Interpretation of random effect and Intraclass correlation coefficient (ICC)


I am getting a hard time to go around this and I am not sure my interpretation is correct.
I have several models that look like this:

change | trials ~ treatmentA + treatmentB + treatmentC + (1|person)

I would like to correctly interpret my group-level estimate (random effect) and its derived intraclass correlation coefficient (ICC).
The ICC can be interpreted as “the proportion of the variance explained by the grouping structure in the population”. The ICC is calculated by dividing the random effect variance, σ2i, by the total variance, i.e. the sum of the random effect variance and the residual variance, σ2ε.

Would an ICC close to 1 indicate high consistency of response across treatments within the same person, while an ICC close to zero refer to an heterogeneous intra-patient response?

How can I interpret that high ICC correlate strongly with low random effect variance, and viceversa? Could it be explained by “unexplained” variance (residual)?

Would the overall response be a better measure that I can correlate the ICC values with?

Thanks in advance!

This is more of a conceptual stats question, so you might consider posting over on

I’m far from expert in this domain myself, but yes, this follows from the definition you provided earlier.

Sorry, I don’t follow what you’re trying to ask here.

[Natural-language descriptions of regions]
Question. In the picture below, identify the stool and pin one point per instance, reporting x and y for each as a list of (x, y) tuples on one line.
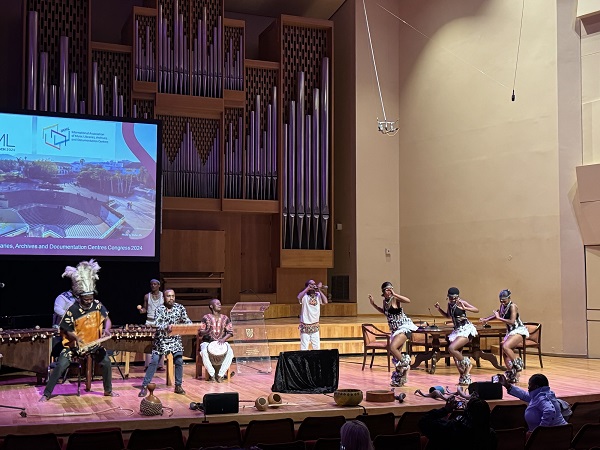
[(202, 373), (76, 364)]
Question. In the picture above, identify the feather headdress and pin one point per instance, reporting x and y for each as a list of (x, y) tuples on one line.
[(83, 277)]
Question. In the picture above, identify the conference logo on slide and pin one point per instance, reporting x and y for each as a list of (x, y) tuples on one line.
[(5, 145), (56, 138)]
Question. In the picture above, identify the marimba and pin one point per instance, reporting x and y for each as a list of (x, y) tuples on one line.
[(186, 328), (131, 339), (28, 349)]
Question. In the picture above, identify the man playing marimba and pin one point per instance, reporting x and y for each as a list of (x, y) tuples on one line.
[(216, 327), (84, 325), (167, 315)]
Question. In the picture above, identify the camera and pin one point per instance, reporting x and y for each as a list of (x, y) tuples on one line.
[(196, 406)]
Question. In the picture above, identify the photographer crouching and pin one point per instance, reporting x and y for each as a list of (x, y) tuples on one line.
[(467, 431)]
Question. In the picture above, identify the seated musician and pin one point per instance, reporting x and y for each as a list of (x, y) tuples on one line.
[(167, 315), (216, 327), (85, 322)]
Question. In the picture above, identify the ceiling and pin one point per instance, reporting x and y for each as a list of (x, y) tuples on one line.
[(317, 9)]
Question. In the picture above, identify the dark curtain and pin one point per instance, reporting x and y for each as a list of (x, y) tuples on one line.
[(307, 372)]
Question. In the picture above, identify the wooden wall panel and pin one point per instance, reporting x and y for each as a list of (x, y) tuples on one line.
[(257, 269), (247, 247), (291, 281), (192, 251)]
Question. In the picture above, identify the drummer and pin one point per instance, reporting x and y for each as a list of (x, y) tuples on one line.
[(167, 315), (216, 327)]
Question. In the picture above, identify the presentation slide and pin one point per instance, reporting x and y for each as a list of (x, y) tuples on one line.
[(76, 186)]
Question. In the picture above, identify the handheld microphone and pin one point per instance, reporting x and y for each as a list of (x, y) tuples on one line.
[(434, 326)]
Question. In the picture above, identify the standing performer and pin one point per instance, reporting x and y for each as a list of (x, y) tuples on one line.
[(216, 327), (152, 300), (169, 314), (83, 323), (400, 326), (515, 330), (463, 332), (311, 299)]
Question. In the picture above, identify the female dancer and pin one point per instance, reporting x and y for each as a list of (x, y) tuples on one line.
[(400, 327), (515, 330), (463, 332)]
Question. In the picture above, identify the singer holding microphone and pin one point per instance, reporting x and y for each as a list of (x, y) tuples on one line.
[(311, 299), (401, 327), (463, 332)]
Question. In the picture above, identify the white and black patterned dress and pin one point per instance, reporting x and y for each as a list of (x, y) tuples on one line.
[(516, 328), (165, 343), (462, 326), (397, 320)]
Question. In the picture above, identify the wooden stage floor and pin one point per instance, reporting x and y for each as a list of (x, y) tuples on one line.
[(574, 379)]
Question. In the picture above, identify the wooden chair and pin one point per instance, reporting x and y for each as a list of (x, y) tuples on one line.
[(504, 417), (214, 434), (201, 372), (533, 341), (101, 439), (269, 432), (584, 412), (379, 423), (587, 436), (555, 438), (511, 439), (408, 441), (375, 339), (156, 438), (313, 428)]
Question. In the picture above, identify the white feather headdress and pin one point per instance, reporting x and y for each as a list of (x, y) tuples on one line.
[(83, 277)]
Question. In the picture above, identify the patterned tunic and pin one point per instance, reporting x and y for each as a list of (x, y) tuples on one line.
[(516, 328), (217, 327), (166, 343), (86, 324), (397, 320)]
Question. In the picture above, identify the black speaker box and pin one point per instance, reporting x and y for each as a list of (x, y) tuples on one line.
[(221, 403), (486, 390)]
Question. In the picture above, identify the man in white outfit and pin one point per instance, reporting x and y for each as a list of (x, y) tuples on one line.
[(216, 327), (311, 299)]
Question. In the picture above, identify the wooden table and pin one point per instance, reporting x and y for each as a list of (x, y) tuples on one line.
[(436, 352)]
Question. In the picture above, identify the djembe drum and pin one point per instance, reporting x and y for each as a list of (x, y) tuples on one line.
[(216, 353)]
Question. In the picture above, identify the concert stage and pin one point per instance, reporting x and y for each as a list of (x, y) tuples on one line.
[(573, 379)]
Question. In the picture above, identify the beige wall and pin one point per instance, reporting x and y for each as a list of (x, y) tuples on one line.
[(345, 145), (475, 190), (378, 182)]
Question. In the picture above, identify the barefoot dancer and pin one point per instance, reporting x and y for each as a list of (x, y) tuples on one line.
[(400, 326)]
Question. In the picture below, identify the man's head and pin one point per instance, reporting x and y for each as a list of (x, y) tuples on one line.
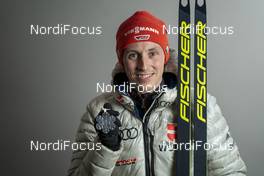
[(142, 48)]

==

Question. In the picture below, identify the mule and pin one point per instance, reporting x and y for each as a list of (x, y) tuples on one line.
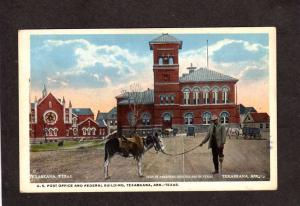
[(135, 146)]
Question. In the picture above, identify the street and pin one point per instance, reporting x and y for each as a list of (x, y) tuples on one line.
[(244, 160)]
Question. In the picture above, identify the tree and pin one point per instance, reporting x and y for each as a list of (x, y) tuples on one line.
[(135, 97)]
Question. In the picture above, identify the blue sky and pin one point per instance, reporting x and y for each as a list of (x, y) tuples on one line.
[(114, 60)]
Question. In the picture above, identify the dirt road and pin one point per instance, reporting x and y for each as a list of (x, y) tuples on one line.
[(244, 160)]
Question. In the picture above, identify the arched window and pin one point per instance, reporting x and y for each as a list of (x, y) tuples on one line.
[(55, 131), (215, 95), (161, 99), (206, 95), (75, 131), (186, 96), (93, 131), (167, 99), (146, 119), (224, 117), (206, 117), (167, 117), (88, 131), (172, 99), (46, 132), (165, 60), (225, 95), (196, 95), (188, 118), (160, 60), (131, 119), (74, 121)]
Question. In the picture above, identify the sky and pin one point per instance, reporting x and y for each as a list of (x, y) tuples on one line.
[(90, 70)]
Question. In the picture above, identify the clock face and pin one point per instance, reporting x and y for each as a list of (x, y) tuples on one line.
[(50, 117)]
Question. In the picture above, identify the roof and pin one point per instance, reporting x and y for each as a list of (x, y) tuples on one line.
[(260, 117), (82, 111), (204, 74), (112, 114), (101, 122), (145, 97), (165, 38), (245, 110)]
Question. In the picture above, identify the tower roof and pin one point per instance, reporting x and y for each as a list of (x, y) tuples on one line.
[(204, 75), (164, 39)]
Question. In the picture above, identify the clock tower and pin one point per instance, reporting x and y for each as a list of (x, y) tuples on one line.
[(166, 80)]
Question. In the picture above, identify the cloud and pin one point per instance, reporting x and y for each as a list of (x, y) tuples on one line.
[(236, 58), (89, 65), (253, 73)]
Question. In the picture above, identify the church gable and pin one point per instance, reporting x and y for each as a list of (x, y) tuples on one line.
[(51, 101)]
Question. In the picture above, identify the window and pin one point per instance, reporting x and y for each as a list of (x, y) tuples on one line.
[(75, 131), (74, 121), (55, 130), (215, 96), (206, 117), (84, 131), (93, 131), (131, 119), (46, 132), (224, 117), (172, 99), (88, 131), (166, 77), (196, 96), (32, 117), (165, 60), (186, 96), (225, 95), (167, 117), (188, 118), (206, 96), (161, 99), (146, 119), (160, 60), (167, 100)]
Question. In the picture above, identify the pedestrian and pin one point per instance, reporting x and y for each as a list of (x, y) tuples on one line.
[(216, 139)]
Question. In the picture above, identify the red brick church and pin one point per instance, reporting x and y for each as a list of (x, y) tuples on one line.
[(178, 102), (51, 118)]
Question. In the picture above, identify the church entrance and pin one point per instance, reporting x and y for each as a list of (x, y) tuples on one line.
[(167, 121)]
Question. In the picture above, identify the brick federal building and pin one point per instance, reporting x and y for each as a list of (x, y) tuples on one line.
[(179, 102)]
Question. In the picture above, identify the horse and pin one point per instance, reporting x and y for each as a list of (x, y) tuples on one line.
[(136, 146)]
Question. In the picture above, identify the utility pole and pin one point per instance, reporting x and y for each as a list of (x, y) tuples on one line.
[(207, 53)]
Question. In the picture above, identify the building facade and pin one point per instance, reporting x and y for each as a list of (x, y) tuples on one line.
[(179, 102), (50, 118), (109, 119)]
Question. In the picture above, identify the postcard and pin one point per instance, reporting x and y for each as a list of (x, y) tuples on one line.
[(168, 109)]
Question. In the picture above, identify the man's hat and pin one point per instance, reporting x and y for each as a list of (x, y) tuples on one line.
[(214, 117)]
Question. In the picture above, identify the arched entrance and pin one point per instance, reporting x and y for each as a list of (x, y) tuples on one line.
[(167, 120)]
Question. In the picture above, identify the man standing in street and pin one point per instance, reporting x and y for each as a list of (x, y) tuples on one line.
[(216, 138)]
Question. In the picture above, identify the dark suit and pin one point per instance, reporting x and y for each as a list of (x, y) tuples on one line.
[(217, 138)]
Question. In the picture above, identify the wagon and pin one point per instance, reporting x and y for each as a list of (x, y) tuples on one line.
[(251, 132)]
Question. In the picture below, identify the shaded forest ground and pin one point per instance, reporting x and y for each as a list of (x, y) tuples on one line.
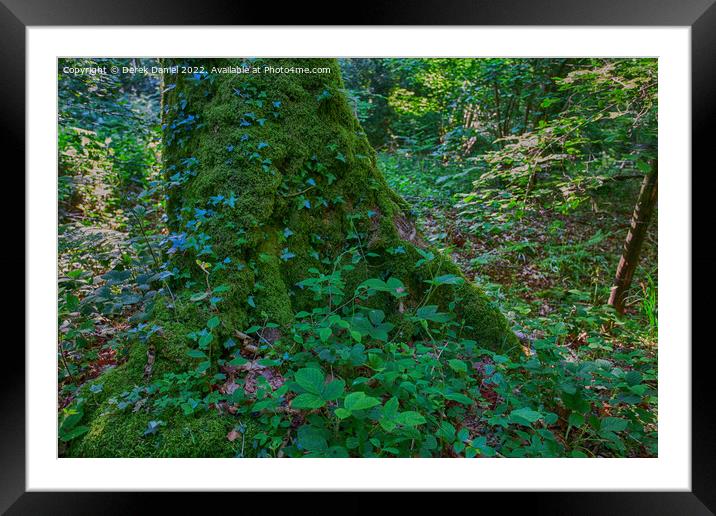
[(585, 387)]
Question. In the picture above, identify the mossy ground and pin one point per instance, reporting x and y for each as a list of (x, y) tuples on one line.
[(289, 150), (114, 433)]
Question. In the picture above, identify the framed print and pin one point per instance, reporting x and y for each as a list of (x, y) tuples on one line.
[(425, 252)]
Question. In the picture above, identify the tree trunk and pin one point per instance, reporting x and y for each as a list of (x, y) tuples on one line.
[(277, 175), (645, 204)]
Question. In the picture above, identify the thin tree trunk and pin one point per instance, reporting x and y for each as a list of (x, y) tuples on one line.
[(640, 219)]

--

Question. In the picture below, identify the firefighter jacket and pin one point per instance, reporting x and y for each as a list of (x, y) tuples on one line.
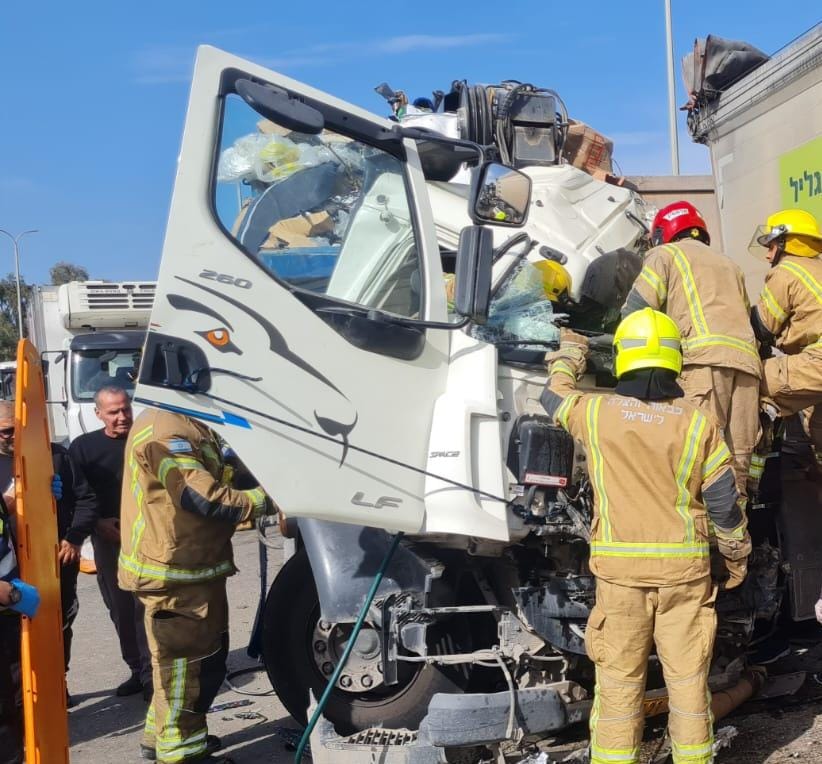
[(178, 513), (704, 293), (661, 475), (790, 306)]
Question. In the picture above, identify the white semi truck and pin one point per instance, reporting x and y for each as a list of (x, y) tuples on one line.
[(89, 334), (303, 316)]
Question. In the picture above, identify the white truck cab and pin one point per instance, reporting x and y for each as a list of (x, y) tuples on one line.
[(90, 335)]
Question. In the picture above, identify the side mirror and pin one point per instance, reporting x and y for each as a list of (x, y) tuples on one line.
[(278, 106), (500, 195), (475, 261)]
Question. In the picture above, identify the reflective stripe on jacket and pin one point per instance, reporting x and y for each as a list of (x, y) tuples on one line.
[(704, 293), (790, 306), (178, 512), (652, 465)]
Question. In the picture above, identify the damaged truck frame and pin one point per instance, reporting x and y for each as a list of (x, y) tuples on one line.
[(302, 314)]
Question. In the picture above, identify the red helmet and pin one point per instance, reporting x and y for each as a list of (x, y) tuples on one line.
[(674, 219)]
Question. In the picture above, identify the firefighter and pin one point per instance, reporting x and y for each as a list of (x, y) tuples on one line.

[EXERCISE] In the text on the intraclass correlation coefficient, how is the ICC calculated?

[SOLUTION TO THIS TASK] The random effect variance, σ2i, is divided by the total variance, which is the sum of the random effect variance and the residual variance, σ2ε.